◆ TASK REQUIREMENTS
(A) Write out everything in the HOASnapshot passage from "He added that" down to "those longer-term goals.".
(B) In the HOASnapshot passage, at what point do HOA documents become free to the buyer?
(C) Carry on the HOASnapshot passage from its final sentence.

◆ DOCUMENT PASSAGE
☆ ☆ ☆ ☆ ☆ ☆ ☆

Joseph Chiavatti, director of technology at Progressive Partners, says that process differentiates HOASnapshot from generic language models like ChatGPT and Claude, untrained on the specificities of real estate dynamics.
"Too many delinquencies [in an association] make it hard to get a mortgage," Chiavatti said. "We train them how to look for a domino effect."
He added that because buying a condo is often the first step to homeownership, the product works as a tool to guide and educate a buyer navigate risks that could affect those longer-term goals.
While HOA documents can cost more than $1,000, they are free to the buyer when a sale enters escrow. Sales agents can circumvent those fees, requesting them from the seller directly, or a third party document site. Brady said the seller doesn’t have to agree to provide the report unless they’ve pulled one for their own marketing and disclosure purposes.
Progressive, which paid CAR for its endorsement, hopes to see the product ultimately become available on-demand to interested homebuyers even before they enter escrow.

☆ ☆ ☆ ☆ ☆ ☆ ☆

Descriptions of image regions in natural language:
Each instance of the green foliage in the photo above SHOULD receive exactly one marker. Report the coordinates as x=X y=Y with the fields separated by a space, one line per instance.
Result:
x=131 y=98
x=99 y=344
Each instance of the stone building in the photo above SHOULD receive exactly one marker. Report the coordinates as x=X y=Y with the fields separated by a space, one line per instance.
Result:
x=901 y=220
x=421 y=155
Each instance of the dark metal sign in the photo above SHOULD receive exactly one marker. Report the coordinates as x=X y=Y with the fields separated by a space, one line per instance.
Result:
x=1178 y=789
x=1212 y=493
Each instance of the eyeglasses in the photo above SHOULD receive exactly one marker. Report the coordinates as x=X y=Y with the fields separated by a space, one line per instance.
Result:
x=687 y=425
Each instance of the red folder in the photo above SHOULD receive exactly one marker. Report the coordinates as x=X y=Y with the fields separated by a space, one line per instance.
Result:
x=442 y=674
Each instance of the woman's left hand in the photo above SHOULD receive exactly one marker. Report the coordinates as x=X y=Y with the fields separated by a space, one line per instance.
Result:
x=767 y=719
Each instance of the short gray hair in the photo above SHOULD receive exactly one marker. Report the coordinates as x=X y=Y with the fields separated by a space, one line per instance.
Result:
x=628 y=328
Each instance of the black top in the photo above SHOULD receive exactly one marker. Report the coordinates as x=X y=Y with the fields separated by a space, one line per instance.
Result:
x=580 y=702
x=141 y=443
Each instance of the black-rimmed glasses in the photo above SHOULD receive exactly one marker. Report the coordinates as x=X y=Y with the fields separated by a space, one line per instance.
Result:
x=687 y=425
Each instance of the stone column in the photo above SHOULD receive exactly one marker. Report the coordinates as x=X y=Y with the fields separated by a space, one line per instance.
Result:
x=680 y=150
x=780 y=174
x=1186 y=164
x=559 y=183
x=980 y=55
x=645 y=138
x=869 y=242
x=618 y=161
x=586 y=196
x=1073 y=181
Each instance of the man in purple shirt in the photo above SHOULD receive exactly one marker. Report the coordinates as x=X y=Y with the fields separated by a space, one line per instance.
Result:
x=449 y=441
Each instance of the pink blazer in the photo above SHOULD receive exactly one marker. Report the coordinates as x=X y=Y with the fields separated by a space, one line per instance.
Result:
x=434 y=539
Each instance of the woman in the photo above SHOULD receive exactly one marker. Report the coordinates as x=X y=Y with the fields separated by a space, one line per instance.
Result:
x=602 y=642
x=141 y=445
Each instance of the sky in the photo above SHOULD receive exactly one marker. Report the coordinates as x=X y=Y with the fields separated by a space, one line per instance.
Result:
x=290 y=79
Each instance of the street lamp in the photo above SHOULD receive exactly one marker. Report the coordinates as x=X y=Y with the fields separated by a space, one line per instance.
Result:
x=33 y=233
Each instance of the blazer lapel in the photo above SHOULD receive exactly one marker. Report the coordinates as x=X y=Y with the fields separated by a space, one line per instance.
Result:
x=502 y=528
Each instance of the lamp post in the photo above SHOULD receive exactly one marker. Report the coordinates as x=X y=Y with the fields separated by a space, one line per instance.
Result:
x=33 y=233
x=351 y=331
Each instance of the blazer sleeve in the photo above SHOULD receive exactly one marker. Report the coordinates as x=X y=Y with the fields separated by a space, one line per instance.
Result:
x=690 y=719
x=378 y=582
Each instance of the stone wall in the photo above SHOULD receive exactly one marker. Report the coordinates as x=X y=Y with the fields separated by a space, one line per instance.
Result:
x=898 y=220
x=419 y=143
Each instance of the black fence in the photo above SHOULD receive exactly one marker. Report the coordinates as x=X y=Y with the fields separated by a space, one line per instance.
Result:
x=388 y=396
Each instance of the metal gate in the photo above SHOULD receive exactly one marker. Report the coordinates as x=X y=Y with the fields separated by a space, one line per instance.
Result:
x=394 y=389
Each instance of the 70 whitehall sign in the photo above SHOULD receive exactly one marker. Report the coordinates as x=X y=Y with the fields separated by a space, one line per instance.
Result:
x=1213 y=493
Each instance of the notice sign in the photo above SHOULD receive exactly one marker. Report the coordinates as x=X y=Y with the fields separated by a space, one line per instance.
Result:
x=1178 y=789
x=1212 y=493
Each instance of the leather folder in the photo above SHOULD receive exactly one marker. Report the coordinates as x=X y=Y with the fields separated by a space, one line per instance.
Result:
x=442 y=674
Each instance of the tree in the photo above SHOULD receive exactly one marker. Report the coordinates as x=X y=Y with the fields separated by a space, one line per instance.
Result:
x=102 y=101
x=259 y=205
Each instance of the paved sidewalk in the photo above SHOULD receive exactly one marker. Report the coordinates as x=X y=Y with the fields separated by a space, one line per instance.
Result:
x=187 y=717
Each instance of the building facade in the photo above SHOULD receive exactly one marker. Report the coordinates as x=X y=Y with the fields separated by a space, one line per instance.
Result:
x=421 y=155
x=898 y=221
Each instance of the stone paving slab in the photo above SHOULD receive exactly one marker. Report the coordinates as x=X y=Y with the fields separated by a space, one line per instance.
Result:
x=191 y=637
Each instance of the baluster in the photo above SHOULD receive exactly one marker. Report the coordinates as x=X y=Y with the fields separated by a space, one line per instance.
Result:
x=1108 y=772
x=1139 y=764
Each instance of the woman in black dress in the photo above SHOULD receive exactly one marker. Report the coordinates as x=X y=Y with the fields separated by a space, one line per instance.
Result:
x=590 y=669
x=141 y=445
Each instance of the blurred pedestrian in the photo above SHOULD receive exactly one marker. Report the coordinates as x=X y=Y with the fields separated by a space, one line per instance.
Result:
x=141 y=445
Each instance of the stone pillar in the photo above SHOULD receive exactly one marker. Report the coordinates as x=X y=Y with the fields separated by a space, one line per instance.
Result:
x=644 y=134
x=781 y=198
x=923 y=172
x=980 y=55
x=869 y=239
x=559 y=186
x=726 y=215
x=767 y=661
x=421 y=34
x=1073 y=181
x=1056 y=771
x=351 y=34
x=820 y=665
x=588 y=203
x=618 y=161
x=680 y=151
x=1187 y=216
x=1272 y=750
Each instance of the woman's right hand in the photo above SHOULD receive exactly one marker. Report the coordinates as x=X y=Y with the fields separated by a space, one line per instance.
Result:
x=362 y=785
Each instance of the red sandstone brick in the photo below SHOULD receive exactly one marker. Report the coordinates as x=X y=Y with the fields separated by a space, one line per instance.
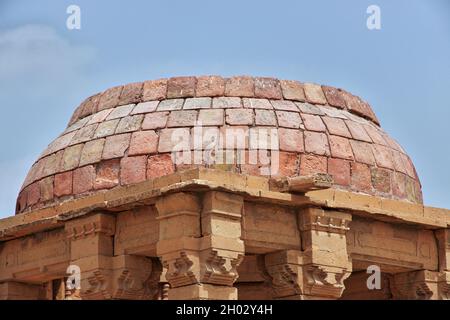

☆ ☆ ☆ ☆ ☆ ☆ ☆

◆ OUTPUTS IN ORDER
(A)
He added that because buying a condo is often the first step to homeownership, the product works as a tool to guide and educate a buyer navigate risks that could affect those longer-term goals.

(B) When a sale enters escrow.

(C)
Brady at Progressive noted that a liability waiver protects the brokerage from litigation from buyers who may have received reports based on deceptive HOA records. The company’s adherence to reserve studies and balances supporting the HOASnapshot reviews would protect them from litigation should an HOA file suit over an unflattering report, Brady said.
Ali Govahi at Tustin-based Seven Gables, which tested the program, said he’d pay for the rating service himself if he could help buyers make an informed choice while entering escrow.
“The quality of decisions that those buyers make will be better,” Govahi said. “Confidence will go up, and you can't put a price on that.”
But that confidence could harbor false hope, says Kelly Richardson, principal of Richardson Ober LLP, a California law firm known for offering community association advice, and a monthly contributing writer to the Southern California News Group.
A tight rating system may be unable to fully characterize an organization's quality, he said, such as analyzing reserves without the context of what they should be.
Cautioning that users engage in the platform “with a grain of salt,” he noted that entering an HOA will always carry a degree of uncertainty.
"There are risks in real estate, there are risks inside the walls, under the foundations, and a certain amount of risks just cannot reasonably be eliminated," Richardson said.